GOAL OF THE EXERCISE – The requested output is every line from the one with "mark: the 'poli'" through the last line below, printed exactly.

MATERIAL PROVIDED –
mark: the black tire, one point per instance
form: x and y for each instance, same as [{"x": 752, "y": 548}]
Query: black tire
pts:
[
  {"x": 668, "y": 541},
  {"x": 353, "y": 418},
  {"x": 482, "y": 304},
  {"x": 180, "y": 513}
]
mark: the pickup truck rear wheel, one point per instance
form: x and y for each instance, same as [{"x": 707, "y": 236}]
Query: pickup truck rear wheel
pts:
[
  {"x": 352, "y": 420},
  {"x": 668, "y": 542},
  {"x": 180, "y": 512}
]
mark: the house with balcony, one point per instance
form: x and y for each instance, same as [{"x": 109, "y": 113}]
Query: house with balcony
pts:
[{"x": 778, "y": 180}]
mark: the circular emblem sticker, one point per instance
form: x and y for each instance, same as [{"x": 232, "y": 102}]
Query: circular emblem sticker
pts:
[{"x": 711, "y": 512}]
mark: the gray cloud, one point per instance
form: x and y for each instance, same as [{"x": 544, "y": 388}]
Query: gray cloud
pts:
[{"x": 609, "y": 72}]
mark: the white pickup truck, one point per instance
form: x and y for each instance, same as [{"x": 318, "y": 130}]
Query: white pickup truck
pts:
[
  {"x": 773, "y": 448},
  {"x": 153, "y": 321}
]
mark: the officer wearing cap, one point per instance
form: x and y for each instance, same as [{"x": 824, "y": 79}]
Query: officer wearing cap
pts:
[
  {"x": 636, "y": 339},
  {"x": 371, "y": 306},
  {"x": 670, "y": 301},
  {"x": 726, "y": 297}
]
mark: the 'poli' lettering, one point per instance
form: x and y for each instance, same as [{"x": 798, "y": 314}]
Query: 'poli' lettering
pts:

EXERCISE RESULT –
mark: the 'poli' lettering, one point per instance
form: x and y for each instance, same as [{"x": 798, "y": 314}]
Query: 'poli' lettering
pts:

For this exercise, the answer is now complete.